→ **TASK INPUT**
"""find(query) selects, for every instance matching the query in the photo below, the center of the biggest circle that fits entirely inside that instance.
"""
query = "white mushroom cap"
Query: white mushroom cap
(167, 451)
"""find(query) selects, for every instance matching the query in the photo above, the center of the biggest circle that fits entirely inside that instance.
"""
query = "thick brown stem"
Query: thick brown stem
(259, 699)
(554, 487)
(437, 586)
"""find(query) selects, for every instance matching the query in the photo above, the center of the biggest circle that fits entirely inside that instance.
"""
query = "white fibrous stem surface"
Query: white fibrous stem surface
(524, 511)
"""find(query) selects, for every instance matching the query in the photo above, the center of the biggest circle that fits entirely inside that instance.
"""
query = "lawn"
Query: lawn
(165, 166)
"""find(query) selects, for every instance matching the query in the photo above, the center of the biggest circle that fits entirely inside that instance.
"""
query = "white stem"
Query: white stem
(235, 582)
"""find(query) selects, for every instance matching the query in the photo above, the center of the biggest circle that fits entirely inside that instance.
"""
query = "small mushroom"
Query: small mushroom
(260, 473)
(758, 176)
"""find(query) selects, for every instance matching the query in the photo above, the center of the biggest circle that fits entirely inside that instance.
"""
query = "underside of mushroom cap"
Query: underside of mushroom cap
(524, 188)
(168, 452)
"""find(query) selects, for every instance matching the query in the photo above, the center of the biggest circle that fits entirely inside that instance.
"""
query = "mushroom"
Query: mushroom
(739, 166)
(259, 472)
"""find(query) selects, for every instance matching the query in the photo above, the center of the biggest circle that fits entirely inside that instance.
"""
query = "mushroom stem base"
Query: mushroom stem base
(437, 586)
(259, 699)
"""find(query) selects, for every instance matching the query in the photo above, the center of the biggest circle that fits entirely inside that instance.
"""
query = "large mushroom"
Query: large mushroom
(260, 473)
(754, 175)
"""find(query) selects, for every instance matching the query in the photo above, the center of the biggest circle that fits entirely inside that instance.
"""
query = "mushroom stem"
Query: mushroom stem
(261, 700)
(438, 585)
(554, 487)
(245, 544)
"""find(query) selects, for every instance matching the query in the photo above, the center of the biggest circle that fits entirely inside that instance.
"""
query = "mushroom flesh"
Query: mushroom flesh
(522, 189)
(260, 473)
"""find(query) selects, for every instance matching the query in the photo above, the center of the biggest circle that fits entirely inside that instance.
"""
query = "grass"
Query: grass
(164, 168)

→ **ASSIGNMENT**
Write the material out exactly, with nothing left out.

→ **OUTPUT OF THE EXERCISE**
"""find(query) selects, for every instance matching the query in the photo below, the center of the biggest circle that fits entirely inside that instance.
"""
query = "white mushroom cap"
Query: white mushroom cap
(167, 451)
"""find(query) selects, for every instance matching the query in the photo above, the center of the biggest circle that fits entirely inside that instance.
"""
query = "thick brown stem"
Query: thick brown stem
(259, 699)
(554, 487)
(437, 586)
"""find(query) selects, for every instance matching the query in the photo above, the center of the biggest circle that fits entirely inside that instance.
"""
query = "white fibrous stem surface"
Query: white fibrous stem surface
(524, 511)
"""find(query) selects, for every instance matching the query in the photo above, the center of the biggest circle that fits entirely inside that instance.
"""
query = "lawn"
Query: lawn
(165, 166)
"""find(query) selects, for every instance matching the query in the photo above, the center of the biggest circle that fits entirely inside that instance.
"""
query = "white stem"
Query: white stem
(235, 582)
"""find(query) selects, for every instance matching the query in the photo above, the center of the biggest circle that fits entirely inside that instance.
"""
query = "small mushroom"
Query: small mushroom
(260, 473)
(758, 176)
"""find(query) selects, for every instance matching the query in the photo above, the center of the biggest circle that fits entirely inside that instance.
"""
query = "underside of mushroom cap"
Query: underside of mushroom cap
(524, 188)
(168, 452)
"""find(query) selects, for every instance matching the query in the photo above, the center of the biggest circle that fits entirely inside that instance.
"""
query = "mushroom"
Query: mushroom
(739, 166)
(259, 472)
"""find(query) selects, for every instance matching the query in the photo above, the center of the biggest circle that fits entirely inside that instance.
"""
query = "mushroom stem base"
Query: mushroom stem base
(437, 586)
(259, 699)
"""find(query) selects, for every instance matching the query in the photo above, the center of the biggest circle that fits entirely inside that instance.
"""
query = "large mushroom"
Query: large mushroom
(260, 473)
(754, 175)
"""find(query) selects, for every instance matching the query in the photo above, the center of the biggest circle that fits entirely inside that instance.
"""
query = "mushroom stem"
Query: mushroom stem
(261, 700)
(438, 585)
(554, 487)
(245, 544)
"""find(query) selects, for every instance matching the query in the photo above, the center of the biggest circle that fits entirely inside that instance.
"""
query = "mushroom flesh"
Query: mushroom flesh
(522, 189)
(260, 473)
"""find(query) selects, for every instance matching the query in the photo above, the center of the biggest circle that fits entirely inside that instance.
"""
query = "grass"
Query: grass
(164, 168)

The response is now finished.